*** Opening SELECTED TEXT ***

Citations in chapter MDX reference the slug: <Citation src="gwern-sidenote" /> resolves at build time to the metadata below. The <Citation> component renders the trust tier as a badge so readers can calibrate their confidence at the point of use, and exposes the archival link when present.
The full captured HTML + PDF + screenshot of each source is held in the repo’s gitignored sources/cache/<hash>/ directory — used for drift detection (re-fetch periodically, compare hashes, flag significant changes) but never published. The defensive posture this creates (reader sees metadata and archival link, full cached content stays private) keeps the legal surface small while preserving the author’s ability to verify integrity.
The archive
The listing below is rendered live from sources/manifest.yaml at build time by the <SourceArchive /> component. Entries are grouped by tier in descending authority (T1 → T4); within a tier, newest publish dates come first. Empty tiers render an honest placeholder — the archive is intentionally sparse in the early book, and visible gaps are part of the pedagogy.
T1 · Official no entries yet
Vendor-official documentation or release notes. Highest trust for factual claims about the vendor’s own tool.
No sources at this tier yet.
T2 · Release notes no entries yet
Release blog posts, changelogs, conference talks. Trustworthy for intent and availability claims.
No sources at this tier yet.
T3 · Practitioner 2 entries
Respected community writing with a durable argument the author has defended over time.
T4 · Conjecture no entries yet
Blog posts, tweets, or unverified claims. Pointers to investigate, not authorities.
No sources at this tier yet.
What’s coming
The archive is intentionally sparse at this point in the book’s development. Stage 3 of the roadmap expands it substantially:
- Tool-specific citations. Claude Code’s documentation, Gemini CLI’s release notes, Codex CLI’s reference pages — currently referenced only implicitly in the companion appendices, with explicit citations to land as Stage 3 chapters complete their research phase.
- Academic and practitioner sources. Koller-Friedman’s Probabilistic Graphical Models (the pedagogical framework), Tufte’s design books (the layout inheritance), practitioner long-form on AI-assisted development — landing as chapters citing them move out of draft.
- Faceted filtering (post-v1.0). Client-side filters by tier, tool, and publish-date band over the auto-rendered listing above. Live already at the chapter-level tool filter; the faceted source view reuses the same plumbing.
- Drift-detection workflow. A scheduled job (quarterly) re-fetches every T1 source and flags significant hash changes for human review. The manifest grows a
last_verified_atfield tracking when each source was last re-checked against its live URL.

*** Closing SELECTED TEXT ***

(INSTRUCTIONS TO FOLLOW):
Copy the passage of the source-archive text that begins with "Citations in chapter" and continues through "link when present.", word for word.

*** Opening INFORMATION SHOWN ***

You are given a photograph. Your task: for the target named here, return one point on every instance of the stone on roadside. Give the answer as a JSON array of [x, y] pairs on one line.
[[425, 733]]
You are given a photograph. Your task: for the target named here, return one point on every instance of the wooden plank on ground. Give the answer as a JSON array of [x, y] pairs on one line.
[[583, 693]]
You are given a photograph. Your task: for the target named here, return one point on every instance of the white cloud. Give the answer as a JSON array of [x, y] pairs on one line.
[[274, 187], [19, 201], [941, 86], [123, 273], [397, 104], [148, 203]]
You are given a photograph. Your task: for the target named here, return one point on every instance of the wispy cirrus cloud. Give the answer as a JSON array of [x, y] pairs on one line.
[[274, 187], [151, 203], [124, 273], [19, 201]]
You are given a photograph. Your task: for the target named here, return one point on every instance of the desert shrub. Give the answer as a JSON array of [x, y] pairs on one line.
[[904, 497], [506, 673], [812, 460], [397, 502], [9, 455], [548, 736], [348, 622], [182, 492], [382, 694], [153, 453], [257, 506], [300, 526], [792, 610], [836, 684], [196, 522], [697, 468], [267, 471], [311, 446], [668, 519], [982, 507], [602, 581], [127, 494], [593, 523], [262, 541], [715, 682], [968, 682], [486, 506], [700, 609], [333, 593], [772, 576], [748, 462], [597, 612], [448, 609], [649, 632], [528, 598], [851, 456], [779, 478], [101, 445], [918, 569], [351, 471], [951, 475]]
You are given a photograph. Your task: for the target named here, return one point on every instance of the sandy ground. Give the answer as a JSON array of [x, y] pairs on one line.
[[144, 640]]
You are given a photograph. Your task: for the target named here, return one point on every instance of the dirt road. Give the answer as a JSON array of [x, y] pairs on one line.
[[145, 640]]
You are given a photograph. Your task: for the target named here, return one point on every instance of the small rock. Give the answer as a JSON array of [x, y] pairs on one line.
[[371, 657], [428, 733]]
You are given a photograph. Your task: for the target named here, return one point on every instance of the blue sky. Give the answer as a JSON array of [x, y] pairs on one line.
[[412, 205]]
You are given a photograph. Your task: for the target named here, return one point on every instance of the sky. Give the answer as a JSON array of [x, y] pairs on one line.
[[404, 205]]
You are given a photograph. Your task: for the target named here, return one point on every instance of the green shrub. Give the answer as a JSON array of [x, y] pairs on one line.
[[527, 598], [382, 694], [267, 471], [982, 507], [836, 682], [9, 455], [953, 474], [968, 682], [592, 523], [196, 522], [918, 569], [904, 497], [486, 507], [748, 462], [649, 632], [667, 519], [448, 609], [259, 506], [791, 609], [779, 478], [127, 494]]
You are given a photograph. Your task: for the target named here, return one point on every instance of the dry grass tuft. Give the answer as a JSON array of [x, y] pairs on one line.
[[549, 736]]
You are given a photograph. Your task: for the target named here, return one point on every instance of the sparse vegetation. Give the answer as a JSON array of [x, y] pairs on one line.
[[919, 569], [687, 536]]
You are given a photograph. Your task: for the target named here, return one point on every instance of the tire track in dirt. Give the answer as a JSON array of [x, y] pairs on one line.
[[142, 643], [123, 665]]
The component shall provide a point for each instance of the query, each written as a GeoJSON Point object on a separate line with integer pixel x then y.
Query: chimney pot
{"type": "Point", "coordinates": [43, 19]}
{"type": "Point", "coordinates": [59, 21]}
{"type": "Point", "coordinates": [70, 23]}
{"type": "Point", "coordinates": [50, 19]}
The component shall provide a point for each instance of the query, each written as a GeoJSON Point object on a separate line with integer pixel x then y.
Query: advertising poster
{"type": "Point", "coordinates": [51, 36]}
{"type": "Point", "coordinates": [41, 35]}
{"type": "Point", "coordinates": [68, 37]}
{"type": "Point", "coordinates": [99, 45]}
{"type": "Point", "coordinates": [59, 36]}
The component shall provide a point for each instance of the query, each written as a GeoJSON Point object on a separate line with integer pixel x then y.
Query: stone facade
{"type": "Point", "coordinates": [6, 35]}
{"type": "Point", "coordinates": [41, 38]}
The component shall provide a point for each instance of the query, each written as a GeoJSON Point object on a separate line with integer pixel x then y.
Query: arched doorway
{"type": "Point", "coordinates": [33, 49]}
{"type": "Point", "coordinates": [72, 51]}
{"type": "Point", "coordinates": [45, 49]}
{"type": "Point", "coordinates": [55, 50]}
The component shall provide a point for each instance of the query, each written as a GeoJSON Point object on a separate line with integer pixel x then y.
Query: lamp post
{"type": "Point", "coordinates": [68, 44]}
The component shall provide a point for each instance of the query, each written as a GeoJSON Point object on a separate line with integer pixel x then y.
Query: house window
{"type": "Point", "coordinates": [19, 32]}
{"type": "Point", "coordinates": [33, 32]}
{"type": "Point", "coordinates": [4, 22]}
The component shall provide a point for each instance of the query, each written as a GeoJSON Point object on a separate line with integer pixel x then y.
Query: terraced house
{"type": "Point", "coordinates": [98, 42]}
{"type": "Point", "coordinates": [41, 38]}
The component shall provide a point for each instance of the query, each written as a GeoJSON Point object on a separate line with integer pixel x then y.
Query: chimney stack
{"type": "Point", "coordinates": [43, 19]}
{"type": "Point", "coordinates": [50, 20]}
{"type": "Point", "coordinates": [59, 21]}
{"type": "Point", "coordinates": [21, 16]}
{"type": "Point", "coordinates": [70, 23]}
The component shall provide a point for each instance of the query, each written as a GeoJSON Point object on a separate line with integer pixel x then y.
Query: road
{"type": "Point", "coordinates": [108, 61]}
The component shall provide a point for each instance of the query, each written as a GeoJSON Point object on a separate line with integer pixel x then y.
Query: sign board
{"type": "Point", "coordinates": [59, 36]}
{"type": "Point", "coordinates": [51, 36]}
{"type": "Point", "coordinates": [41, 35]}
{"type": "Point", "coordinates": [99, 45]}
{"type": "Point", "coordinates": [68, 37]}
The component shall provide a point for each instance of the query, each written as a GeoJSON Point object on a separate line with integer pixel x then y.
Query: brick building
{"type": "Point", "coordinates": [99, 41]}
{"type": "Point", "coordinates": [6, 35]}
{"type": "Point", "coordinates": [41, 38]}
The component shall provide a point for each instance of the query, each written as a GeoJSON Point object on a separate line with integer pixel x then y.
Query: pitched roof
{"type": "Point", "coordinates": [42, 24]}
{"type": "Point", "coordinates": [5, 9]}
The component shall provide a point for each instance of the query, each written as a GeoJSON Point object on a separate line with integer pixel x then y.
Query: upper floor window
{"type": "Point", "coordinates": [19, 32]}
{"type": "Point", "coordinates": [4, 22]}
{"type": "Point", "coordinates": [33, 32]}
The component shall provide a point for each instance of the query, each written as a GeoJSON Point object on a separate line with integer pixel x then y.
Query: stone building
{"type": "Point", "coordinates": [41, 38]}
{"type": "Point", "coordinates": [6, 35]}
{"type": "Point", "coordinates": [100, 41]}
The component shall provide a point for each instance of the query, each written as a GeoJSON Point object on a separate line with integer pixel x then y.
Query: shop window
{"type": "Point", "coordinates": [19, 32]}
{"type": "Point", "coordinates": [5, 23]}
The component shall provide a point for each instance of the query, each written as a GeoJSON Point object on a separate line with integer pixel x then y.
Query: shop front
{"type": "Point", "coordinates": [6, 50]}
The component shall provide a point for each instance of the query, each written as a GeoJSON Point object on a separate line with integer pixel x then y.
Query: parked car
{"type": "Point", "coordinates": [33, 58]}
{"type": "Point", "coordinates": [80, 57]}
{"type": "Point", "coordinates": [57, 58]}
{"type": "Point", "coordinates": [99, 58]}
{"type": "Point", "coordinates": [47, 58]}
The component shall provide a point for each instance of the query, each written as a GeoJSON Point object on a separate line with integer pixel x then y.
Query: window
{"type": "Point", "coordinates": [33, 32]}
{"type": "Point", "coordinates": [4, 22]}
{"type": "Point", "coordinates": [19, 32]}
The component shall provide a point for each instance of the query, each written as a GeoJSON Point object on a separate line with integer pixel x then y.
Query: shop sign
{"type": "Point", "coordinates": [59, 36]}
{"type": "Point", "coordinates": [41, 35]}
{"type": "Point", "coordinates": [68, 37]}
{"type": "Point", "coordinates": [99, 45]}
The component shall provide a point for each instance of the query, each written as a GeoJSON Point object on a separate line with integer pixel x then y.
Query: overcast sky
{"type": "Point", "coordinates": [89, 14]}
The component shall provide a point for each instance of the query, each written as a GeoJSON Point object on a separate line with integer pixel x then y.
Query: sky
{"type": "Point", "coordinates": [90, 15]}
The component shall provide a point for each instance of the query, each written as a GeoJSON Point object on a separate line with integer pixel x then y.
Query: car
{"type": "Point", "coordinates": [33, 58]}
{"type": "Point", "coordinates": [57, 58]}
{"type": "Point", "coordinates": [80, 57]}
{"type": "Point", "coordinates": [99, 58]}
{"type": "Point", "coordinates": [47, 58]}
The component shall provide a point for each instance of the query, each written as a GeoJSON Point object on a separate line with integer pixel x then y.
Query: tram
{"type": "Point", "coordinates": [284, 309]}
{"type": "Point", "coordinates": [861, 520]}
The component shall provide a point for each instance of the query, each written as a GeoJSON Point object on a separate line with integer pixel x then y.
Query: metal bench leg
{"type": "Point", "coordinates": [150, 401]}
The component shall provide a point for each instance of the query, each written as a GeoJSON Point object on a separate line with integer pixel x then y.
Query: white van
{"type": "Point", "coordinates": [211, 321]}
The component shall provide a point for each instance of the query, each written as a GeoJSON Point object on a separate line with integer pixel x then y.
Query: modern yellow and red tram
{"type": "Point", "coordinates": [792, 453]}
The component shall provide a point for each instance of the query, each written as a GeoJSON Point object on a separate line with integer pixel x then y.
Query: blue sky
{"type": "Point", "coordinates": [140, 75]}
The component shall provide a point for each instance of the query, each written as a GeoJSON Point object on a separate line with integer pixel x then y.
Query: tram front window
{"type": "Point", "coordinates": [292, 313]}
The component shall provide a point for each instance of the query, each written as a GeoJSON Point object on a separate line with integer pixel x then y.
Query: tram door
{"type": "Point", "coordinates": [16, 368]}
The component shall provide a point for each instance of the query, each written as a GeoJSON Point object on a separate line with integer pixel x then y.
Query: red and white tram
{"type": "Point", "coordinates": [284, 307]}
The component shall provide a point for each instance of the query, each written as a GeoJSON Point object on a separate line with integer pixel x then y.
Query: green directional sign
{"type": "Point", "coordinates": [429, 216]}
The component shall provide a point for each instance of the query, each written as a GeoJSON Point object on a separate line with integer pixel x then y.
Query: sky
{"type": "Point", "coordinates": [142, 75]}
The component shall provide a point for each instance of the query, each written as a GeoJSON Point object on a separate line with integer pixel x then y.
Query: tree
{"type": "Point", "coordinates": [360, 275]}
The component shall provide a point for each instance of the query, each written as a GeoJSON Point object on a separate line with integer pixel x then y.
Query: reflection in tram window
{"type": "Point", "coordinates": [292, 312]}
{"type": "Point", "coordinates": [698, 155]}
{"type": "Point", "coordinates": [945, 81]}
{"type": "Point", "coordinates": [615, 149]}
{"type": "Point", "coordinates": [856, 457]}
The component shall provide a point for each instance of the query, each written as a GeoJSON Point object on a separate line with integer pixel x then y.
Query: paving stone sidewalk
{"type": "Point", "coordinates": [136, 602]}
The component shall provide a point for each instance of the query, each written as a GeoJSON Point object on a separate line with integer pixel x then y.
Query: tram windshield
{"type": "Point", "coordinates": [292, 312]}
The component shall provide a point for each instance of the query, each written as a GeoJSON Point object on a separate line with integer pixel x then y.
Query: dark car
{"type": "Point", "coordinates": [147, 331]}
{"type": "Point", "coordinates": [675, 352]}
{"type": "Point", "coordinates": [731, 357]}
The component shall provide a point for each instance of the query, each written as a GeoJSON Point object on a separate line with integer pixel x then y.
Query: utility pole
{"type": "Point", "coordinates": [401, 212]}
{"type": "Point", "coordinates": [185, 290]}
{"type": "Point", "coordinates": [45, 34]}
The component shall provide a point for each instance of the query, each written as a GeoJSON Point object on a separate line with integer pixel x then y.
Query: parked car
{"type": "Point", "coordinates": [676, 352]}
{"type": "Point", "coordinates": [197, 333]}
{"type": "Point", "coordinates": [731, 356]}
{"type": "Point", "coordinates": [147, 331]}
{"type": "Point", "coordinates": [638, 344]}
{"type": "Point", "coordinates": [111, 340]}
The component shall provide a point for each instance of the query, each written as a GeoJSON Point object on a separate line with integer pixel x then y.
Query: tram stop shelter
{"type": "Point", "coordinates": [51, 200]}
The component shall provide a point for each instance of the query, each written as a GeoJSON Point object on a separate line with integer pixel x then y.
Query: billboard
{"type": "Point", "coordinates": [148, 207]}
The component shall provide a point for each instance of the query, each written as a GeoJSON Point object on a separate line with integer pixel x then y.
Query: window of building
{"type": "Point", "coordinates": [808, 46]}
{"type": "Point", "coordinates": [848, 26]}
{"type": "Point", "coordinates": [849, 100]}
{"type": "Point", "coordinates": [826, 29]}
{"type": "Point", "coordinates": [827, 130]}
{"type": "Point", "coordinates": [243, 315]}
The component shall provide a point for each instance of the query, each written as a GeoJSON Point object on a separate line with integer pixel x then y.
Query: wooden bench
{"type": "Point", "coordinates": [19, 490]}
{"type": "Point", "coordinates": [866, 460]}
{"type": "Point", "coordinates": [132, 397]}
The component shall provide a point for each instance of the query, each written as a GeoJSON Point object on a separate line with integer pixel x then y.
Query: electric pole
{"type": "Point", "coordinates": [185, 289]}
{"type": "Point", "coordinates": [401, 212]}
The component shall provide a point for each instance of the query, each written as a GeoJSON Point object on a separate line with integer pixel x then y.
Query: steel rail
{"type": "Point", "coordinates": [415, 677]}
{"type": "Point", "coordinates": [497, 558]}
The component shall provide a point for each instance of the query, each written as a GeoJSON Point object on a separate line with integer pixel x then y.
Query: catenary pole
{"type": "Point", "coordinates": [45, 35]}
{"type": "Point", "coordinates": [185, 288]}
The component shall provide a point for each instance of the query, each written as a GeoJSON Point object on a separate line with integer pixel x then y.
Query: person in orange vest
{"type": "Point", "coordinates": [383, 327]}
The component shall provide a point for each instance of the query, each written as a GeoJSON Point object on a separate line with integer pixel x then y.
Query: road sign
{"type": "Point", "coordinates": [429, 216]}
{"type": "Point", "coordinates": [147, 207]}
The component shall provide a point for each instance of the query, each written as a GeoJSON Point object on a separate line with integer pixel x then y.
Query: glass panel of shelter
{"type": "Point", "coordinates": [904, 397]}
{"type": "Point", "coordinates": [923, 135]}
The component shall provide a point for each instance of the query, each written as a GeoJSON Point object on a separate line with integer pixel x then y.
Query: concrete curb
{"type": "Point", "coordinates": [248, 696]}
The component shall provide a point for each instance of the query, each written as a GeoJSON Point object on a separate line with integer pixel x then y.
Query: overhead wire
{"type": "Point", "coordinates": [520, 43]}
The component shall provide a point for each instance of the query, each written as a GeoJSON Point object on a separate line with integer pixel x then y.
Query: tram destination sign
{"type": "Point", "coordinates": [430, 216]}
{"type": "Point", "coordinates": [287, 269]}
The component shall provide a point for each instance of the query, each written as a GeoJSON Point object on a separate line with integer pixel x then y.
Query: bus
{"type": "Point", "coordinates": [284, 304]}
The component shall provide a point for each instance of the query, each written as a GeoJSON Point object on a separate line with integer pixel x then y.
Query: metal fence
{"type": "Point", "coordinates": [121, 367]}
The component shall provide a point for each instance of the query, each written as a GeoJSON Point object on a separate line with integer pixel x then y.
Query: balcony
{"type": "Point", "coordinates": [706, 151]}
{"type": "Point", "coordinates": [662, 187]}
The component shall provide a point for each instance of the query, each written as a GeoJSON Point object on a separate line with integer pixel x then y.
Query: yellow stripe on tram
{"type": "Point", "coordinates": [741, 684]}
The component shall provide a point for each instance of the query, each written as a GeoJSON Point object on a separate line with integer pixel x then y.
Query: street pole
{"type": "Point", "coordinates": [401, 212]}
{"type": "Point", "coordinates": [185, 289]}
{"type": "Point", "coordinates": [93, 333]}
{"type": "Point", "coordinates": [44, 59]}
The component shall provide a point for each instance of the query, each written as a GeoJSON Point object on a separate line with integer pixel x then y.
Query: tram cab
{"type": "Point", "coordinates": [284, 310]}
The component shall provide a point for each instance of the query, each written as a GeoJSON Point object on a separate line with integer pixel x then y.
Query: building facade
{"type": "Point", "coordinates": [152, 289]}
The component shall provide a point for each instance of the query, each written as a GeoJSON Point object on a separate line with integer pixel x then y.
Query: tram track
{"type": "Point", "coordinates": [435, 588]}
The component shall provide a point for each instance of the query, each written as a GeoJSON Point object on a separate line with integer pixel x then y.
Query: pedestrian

*** Closing INFORMATION SHOWN ***

(SOLUTION):
Citations in chapter MDX reference the slug: <Citation src="gwern-sidenote" /> resolves at build time to the metadata below. The <Citation> component renders the trust tier as a badge so readers can calibrate their confidence at the point of use, and exposes the archival link when present.